TASK GOAL
Reproduce the whole of the data exactly.

*** Opening THE DATA ***

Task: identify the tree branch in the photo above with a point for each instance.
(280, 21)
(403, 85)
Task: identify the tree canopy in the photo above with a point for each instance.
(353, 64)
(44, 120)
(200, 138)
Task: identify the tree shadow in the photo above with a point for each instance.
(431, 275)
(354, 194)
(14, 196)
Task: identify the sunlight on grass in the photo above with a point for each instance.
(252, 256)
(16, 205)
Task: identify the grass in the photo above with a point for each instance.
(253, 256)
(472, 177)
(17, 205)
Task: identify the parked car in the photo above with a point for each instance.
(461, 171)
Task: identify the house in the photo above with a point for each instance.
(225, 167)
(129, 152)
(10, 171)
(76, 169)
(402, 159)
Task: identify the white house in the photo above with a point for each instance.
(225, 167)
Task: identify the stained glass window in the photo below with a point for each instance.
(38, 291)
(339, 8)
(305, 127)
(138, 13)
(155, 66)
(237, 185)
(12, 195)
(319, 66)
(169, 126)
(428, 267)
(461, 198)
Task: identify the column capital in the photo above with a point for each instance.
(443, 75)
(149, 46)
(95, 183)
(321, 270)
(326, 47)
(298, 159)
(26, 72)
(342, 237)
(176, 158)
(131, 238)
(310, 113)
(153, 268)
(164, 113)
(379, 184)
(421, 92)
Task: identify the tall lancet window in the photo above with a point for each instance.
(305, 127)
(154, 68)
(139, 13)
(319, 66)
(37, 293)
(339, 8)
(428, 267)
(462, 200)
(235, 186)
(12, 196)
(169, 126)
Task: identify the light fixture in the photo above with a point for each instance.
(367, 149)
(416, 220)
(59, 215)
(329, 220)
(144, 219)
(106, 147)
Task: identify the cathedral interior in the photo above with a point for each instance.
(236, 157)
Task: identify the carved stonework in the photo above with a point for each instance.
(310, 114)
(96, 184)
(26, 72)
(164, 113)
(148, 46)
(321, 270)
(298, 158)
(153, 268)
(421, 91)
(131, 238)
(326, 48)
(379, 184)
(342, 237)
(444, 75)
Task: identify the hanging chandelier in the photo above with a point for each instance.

*** Closing THE DATA ***

TASK SOLUTION
Task: identify the tree branch in the photo above with a point for each instance.
(280, 21)
(403, 85)
Task: identify the tree canopy in the photo above with a point for each instance.
(353, 64)
(44, 120)
(200, 138)
Task: identify the tree shadow in the photo above with a point for each instance.
(431, 275)
(354, 194)
(14, 196)
Task: identify the sunlight on grass in the photo above with a point for each instance.
(252, 256)
(16, 205)
Task: identify the grass in the photo above with a point for each instance.
(253, 256)
(472, 177)
(17, 205)
Task: identify the parked car in the photo above with a point for each instance.
(461, 171)
Task: identify the house in the photo above with a point for each instance.
(225, 167)
(129, 152)
(10, 171)
(76, 169)
(402, 159)
Task: identify the white house in the photo above with a point for each instance.
(225, 167)
Task: identify the stained glass window in the photo below with a point for each instance.
(38, 291)
(339, 8)
(305, 127)
(138, 13)
(155, 66)
(237, 185)
(12, 195)
(319, 66)
(169, 126)
(428, 267)
(461, 198)
Task: identify the column capital in the photo above with a point for each instance.
(443, 75)
(149, 46)
(95, 183)
(321, 270)
(326, 47)
(298, 159)
(26, 72)
(342, 237)
(176, 158)
(131, 238)
(310, 113)
(153, 268)
(164, 113)
(379, 184)
(421, 92)
Task: identify the tall lancet window in the photo above with a point for each instance.
(305, 127)
(154, 68)
(139, 13)
(319, 66)
(37, 293)
(339, 8)
(428, 267)
(462, 200)
(235, 186)
(12, 196)
(169, 126)
Task: identify the light fixture in the photo above with a point for each instance.
(367, 149)
(416, 220)
(59, 215)
(329, 220)
(144, 219)
(106, 147)
Task: identify the cathedral interior in the photo above with a point for each instance.
(236, 157)
Task: identify the carved stonework in the photo above with a point for each instance.
(310, 114)
(96, 184)
(26, 72)
(164, 113)
(148, 46)
(321, 270)
(298, 158)
(153, 268)
(421, 91)
(131, 238)
(326, 48)
(379, 184)
(342, 237)
(444, 75)
Task: identify the hanging chandelier in the photo above with a point for each instance.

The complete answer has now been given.